── EXCERPT PROVIDED ──

FSLIC v. Williams, 599 F. Supp. at 1193-94, n. 12.

The Court adopts the adverse domination rule and holds that the Texas statutes of limitations were tolled while defendants dominated Alliance's board. Alternatively, the Court holds that were it to apply the rule urged by defendants, under the summary judgment evidence discussed below, FDIC has negated the possibility that an informed stockholder or director could have induced defendants to sue themselves for the wrongs alleged in this action while they dominated Alliance's board.

 
(4) Did the October 1985 Consent Agreement End the Defendants' Adverse Domination

In the alternative, defendants argue that even if the Court applies the adverse domination rule, it should find that FDIC's causes of action accrued in October of 1985, not in July of 1986. Defendants contend that although they did not resign as directors of Alliance until July of 1986, they gave up control over Alliance in October of 1985 when FSLIC, TSLD and Alliance entered into the Voluntary Supervisory Control Agreement and Consent Agreement. As a result of these agreements, TSLD appointed Kenton Fickes as supervisory agent for Alliance, and the defendant directors were not authorized to take any actions without first obtaining authority from Mr. Fickes. Defendants argue that any tolling of the statutes of limitations ended when Mr. Fickes took control of Alliance because at that time FDIC should have discovered any alleged wrongdoing by defendants.

Defendants' argument is unpersuasive for several reasons. First, the summary judgment evidence requires a contrary conclusion. The affidavits of Mr. Fickes (contained in Docket Entry No. 18) and John Sharman (Docket Entry No. 24, Exhibit A) state that defendants continued to exercise control over Alliance and to inhibit Mr. Fickes' ability to conduct Alliance's business. Defendants have filed no affidavits to the contrary. Second, Allen v. Wilkerson and the other cases cited above hold that limitations are tolled as long as the wrongdoing directors make up a majority of the board. The Consent Agreement did not change the fact that defendants were the entire board. Third, even if, as defendants argue, FDIC should have discovered defendants' wrongdoing after October of 1985, FDIC was still powerless to pursue legal action against defendants in Alliance's name.[3] The Court therefore concludes that Alliance's entry into the Consent Agreement and the appointment of Mr. Fickes as supervisory agent by TSLD did not end the adverse domination by defendants over Alliance's board of directors.

───
── EXTRACTED RECORDS ──

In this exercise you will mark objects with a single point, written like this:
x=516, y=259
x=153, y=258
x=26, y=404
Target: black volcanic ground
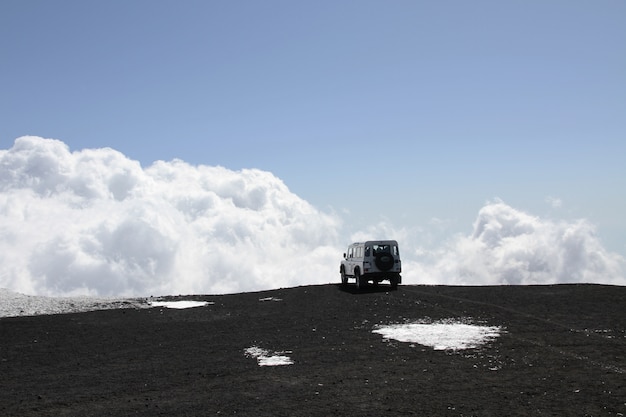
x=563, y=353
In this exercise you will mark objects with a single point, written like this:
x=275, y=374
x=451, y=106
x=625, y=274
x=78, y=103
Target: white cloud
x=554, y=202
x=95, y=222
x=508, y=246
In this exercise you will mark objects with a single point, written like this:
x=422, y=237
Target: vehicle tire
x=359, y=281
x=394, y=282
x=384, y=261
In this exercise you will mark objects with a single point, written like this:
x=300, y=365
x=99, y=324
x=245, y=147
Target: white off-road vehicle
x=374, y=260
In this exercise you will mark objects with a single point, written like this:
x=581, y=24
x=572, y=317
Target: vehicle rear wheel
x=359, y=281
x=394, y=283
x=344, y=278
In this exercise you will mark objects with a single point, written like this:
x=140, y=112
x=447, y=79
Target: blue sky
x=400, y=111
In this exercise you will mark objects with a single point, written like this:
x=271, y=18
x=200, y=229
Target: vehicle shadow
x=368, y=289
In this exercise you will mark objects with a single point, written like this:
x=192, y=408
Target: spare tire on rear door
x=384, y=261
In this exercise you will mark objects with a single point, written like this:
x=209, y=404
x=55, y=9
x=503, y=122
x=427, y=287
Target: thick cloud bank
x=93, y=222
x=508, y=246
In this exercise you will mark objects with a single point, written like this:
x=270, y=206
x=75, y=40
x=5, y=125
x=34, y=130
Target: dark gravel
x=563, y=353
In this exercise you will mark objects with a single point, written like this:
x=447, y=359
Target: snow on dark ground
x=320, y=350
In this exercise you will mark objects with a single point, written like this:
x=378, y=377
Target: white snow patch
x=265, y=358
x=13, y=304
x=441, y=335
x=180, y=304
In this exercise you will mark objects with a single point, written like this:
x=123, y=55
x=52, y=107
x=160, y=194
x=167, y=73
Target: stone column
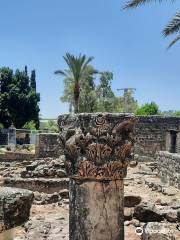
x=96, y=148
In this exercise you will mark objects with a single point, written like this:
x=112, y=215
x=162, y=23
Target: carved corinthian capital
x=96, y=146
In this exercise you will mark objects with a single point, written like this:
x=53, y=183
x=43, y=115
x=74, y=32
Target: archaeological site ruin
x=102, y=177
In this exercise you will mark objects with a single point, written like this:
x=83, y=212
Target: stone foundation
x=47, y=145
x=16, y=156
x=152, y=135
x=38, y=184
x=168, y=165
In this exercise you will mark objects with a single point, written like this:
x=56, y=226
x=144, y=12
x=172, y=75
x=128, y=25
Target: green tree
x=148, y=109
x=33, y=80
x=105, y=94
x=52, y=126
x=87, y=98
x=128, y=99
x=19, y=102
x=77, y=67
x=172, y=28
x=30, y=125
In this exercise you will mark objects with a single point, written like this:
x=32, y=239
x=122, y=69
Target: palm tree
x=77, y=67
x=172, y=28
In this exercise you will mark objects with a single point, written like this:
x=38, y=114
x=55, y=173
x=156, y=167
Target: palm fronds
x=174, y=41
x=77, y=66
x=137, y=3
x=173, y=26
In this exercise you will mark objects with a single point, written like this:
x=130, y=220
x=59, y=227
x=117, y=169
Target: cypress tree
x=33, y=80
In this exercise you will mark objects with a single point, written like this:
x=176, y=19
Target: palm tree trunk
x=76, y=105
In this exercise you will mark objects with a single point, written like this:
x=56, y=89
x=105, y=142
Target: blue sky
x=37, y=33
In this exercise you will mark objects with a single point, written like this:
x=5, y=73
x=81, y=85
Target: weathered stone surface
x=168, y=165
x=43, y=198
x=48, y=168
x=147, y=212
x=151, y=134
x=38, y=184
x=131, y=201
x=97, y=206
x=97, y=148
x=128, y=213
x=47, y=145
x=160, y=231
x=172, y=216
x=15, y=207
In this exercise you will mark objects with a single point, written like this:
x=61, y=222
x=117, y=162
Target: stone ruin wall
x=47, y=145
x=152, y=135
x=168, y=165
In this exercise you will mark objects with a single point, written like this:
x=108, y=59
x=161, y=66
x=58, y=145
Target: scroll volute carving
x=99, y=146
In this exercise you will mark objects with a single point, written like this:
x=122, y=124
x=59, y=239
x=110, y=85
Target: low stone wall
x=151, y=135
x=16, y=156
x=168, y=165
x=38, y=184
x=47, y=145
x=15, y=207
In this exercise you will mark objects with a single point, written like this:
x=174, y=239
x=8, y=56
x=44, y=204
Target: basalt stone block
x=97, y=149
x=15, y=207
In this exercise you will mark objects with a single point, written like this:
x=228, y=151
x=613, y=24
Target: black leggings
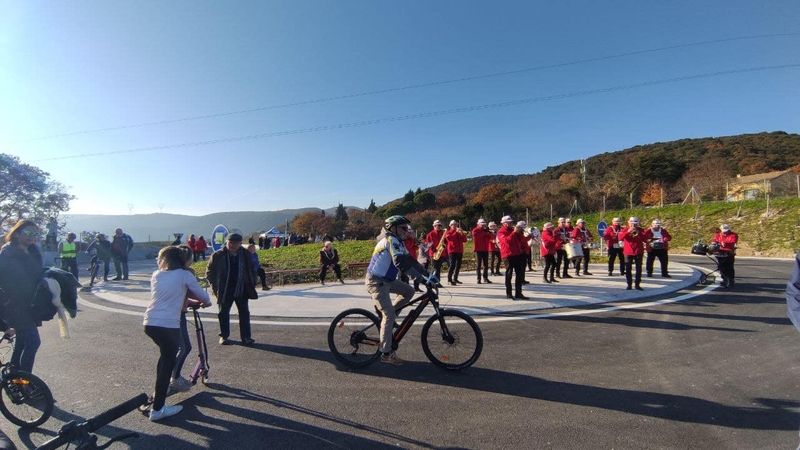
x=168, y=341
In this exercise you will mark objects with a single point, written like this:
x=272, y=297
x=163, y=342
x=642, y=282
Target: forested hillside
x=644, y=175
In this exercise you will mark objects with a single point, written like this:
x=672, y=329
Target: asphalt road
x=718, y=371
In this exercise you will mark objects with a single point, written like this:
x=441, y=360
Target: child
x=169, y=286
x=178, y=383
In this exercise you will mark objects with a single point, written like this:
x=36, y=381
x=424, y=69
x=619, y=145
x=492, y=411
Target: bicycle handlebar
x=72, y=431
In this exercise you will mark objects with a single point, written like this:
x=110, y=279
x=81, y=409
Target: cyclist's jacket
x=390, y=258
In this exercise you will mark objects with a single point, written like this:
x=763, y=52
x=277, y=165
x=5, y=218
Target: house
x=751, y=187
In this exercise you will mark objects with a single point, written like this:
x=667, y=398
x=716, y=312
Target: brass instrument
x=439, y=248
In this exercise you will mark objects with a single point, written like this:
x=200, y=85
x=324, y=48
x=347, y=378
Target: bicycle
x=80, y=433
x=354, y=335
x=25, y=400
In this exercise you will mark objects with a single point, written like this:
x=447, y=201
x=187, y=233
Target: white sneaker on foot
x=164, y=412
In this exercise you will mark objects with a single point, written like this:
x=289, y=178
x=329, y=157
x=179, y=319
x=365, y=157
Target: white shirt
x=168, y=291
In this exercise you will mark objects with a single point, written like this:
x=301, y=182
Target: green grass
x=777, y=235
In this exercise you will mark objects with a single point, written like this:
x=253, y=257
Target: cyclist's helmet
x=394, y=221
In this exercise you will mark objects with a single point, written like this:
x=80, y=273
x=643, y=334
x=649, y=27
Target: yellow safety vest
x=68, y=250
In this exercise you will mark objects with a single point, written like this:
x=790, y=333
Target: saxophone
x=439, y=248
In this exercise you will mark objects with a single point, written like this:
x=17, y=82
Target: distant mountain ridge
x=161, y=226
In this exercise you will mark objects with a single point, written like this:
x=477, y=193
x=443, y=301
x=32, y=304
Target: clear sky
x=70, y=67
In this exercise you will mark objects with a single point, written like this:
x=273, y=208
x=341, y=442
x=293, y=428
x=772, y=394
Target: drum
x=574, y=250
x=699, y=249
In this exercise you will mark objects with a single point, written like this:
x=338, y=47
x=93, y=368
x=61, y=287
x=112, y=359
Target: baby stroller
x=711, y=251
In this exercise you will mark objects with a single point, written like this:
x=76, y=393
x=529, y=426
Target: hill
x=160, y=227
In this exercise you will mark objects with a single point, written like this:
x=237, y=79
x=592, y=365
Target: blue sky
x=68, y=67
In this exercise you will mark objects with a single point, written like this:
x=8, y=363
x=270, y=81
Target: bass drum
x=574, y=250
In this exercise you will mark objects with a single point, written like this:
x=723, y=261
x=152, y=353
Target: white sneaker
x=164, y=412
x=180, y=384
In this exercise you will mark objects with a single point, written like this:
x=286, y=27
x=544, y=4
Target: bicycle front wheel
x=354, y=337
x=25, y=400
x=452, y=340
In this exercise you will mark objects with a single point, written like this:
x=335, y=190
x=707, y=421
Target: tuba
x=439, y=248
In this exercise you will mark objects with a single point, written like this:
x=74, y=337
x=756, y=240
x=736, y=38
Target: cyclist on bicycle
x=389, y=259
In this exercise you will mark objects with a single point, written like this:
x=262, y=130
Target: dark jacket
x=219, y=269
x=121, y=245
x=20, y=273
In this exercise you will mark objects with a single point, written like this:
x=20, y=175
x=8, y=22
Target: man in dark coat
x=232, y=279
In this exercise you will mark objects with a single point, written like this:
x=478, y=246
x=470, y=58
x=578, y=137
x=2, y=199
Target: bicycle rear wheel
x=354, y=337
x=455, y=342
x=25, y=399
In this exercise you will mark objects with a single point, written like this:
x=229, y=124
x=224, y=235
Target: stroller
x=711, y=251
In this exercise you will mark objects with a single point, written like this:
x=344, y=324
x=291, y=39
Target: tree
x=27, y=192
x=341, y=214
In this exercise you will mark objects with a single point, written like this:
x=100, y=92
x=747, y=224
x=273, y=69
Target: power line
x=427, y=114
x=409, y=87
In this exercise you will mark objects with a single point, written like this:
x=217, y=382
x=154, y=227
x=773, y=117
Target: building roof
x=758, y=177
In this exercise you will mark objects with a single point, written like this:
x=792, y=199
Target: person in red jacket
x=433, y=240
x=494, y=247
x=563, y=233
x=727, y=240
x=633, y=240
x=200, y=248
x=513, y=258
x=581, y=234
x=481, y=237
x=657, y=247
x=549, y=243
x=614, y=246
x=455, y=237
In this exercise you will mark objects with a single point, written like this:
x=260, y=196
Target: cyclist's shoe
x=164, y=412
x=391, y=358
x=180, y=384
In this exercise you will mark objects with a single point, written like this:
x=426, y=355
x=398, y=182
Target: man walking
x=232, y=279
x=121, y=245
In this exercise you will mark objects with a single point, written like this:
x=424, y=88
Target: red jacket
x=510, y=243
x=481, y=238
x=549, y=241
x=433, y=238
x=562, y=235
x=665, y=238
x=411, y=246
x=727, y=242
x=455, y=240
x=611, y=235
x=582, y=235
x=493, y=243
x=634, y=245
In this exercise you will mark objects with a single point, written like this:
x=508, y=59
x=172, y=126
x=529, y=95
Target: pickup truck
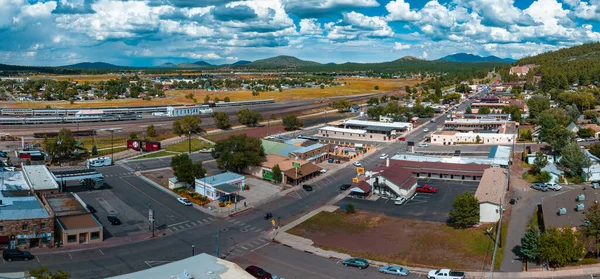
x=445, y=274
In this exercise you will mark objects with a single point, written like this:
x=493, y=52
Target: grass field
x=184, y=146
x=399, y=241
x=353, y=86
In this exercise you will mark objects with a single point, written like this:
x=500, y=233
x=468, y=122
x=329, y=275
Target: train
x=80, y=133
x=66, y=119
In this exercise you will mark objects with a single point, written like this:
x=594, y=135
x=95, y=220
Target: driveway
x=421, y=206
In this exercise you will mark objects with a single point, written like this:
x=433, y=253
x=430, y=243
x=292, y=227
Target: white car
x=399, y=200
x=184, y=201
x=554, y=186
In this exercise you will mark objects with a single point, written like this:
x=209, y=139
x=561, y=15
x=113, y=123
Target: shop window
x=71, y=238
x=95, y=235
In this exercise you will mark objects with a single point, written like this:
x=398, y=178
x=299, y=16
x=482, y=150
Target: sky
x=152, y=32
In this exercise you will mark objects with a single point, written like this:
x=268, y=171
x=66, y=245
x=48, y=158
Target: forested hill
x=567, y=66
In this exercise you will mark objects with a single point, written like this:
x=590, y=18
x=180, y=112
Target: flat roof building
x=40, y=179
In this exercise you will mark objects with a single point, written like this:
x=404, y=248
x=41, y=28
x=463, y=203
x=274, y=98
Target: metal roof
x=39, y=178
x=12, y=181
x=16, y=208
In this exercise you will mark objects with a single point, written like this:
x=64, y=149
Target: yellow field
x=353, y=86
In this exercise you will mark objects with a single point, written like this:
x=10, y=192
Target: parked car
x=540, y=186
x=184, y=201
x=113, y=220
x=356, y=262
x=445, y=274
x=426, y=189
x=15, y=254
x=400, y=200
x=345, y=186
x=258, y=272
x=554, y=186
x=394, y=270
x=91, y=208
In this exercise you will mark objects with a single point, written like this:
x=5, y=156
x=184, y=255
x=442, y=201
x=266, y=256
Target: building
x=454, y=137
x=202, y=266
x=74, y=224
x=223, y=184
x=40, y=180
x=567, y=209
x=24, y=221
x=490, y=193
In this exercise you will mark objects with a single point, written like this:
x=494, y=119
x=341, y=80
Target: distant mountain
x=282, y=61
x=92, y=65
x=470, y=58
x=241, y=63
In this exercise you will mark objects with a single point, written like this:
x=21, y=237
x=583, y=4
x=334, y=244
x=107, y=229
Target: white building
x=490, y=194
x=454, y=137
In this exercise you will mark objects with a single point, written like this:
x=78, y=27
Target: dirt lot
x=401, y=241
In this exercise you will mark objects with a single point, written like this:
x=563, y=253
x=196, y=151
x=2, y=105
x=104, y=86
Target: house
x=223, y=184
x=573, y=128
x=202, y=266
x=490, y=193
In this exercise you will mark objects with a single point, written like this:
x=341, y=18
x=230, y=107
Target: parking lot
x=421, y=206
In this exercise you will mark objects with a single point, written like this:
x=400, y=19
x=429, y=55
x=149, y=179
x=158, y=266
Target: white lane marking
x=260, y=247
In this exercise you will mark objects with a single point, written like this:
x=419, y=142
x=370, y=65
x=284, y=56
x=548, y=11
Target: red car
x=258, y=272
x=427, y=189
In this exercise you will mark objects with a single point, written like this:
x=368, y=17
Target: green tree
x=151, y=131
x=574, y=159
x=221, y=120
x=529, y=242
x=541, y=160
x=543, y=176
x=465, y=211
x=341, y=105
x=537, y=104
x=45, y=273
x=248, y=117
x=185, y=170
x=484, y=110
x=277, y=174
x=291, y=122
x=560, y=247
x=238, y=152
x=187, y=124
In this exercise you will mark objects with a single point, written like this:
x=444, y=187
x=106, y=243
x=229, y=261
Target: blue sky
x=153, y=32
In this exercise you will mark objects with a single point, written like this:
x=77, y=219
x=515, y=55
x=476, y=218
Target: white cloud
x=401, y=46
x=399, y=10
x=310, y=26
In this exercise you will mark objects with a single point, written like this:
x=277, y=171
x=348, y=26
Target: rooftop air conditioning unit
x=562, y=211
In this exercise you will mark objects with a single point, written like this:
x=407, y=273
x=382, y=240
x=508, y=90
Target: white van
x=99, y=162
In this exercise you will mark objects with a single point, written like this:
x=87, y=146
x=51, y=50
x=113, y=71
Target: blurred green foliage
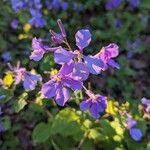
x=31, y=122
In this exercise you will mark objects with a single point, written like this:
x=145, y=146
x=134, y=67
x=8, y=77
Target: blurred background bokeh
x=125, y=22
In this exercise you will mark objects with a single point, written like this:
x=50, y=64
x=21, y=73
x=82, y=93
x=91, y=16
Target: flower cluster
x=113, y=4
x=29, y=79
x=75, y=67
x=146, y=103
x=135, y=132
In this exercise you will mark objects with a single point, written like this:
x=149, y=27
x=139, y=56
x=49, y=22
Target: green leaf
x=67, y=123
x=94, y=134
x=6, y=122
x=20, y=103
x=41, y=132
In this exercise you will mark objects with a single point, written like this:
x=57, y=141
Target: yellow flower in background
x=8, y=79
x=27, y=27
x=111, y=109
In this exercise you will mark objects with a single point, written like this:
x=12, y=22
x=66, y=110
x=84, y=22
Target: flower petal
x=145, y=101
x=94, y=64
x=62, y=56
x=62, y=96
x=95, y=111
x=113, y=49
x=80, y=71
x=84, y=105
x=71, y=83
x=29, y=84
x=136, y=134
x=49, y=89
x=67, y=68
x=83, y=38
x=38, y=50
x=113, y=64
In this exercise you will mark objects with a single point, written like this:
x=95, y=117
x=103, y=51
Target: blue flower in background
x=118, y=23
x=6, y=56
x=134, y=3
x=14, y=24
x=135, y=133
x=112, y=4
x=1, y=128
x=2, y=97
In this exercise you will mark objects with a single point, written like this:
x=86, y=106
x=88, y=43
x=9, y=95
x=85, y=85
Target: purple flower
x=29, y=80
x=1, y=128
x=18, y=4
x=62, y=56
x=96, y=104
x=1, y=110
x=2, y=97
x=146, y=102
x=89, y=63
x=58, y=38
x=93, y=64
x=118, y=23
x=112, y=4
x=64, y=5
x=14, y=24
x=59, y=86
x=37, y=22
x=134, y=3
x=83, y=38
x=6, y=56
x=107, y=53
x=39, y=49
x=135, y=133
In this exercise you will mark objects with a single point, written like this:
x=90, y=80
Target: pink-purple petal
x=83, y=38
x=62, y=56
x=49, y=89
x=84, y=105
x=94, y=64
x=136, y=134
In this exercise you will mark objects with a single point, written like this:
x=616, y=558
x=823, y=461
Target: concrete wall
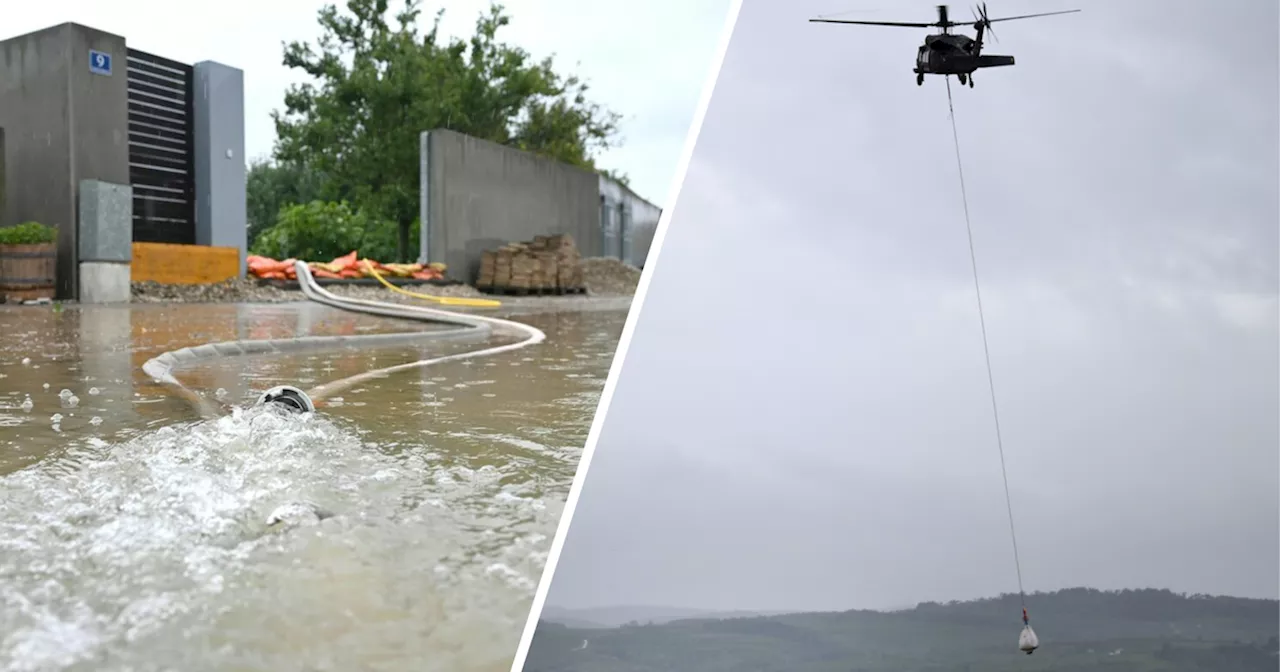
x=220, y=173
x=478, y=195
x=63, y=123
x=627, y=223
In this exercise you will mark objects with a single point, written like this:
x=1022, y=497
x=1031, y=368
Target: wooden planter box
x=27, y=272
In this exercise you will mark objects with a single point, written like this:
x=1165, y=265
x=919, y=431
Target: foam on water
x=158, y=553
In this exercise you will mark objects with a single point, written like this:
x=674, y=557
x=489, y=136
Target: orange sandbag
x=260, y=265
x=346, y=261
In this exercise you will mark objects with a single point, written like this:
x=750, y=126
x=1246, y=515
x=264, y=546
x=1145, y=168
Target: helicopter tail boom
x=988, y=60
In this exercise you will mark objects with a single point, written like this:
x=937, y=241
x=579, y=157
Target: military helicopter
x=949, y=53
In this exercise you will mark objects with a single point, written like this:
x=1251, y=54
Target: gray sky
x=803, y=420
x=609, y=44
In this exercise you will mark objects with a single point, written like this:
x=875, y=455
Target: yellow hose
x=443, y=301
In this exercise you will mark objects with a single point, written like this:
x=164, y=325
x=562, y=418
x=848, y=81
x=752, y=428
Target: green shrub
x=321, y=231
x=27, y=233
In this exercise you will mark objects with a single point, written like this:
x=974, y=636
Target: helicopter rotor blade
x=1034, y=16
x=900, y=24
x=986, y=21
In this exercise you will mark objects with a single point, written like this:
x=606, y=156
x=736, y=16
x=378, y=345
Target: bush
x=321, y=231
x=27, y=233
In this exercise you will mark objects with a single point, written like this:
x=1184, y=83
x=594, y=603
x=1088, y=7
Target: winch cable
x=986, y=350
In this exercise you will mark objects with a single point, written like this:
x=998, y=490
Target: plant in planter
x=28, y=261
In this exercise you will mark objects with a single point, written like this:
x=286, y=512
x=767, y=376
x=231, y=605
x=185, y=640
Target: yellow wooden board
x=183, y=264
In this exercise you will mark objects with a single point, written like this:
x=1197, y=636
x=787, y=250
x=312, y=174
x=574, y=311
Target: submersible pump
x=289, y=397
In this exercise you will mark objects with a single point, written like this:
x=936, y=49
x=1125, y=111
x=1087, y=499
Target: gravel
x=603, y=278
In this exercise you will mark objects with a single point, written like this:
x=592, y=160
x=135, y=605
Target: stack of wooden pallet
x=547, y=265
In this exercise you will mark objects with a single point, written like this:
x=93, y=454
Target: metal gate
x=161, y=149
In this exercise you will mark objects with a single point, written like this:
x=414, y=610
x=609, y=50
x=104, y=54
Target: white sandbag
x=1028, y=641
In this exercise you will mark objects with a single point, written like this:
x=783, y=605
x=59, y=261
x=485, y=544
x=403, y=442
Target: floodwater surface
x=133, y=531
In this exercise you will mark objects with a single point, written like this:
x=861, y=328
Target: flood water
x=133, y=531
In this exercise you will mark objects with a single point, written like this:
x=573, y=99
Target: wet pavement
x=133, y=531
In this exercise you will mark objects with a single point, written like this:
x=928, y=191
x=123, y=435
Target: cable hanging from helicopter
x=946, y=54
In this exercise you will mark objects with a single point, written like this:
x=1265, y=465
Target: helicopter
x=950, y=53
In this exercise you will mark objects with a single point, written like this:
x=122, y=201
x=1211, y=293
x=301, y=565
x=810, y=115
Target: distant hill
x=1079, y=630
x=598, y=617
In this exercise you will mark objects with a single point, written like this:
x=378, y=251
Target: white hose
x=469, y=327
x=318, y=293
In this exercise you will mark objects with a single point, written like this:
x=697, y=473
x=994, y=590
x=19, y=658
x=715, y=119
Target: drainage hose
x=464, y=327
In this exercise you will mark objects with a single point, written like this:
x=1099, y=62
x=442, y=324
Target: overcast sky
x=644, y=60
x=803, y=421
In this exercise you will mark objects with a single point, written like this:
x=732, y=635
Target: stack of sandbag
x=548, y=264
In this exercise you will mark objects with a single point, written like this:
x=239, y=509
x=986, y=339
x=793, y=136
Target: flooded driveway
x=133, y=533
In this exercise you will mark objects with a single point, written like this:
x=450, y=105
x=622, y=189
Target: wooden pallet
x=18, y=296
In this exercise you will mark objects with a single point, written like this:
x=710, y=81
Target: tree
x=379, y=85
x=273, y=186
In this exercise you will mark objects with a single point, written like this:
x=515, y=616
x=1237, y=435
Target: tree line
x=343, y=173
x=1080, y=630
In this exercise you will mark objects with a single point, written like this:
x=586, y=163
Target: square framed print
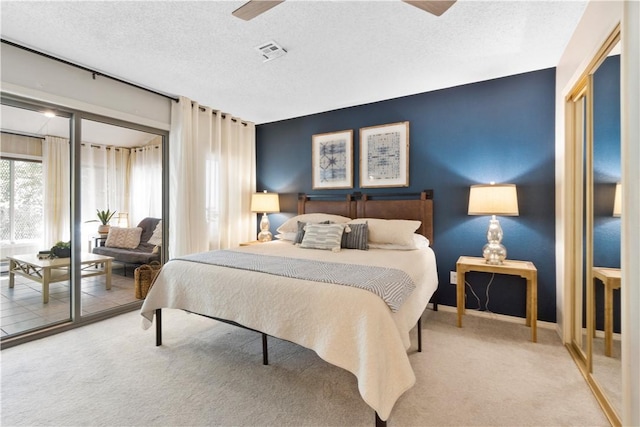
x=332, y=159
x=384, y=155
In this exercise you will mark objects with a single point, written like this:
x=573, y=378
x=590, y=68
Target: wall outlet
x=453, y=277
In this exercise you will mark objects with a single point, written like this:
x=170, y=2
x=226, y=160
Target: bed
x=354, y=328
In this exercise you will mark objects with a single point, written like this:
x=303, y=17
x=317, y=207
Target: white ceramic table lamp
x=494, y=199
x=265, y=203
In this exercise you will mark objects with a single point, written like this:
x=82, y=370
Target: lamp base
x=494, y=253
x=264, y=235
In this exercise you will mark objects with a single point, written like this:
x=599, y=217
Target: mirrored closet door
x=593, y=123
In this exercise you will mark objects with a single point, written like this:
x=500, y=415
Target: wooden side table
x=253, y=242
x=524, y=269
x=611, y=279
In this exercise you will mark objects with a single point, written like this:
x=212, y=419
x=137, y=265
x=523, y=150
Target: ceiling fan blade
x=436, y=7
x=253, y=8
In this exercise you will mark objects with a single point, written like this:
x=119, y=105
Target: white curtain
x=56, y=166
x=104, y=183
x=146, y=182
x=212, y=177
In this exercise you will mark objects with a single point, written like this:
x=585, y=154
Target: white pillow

───

## [GOAL]
From the court ruling on adverse domination, copy word for word the passage that begins at "FSLIC v. Williams, 599" and stops after "they dominated Alliance's board.". The material comes from a separate source.

## [SOLUTION FOR THIS TASK]
FSLIC v. Williams, 599 F. Supp. at 1193-94, n. 12.

The Court adopts the adverse domination rule and holds that the Texas statutes of limitations were tolled while defendants dominated Alliance's board. Alternatively, the Court holds that were it to apply the rule urged by defendants, under the summary judgment evidence discussed below, FDIC has negated the possibility that an informed stockholder or director could have induced defendants to sue themselves for the wrongs alleged in this action while they dominated Alliance's board.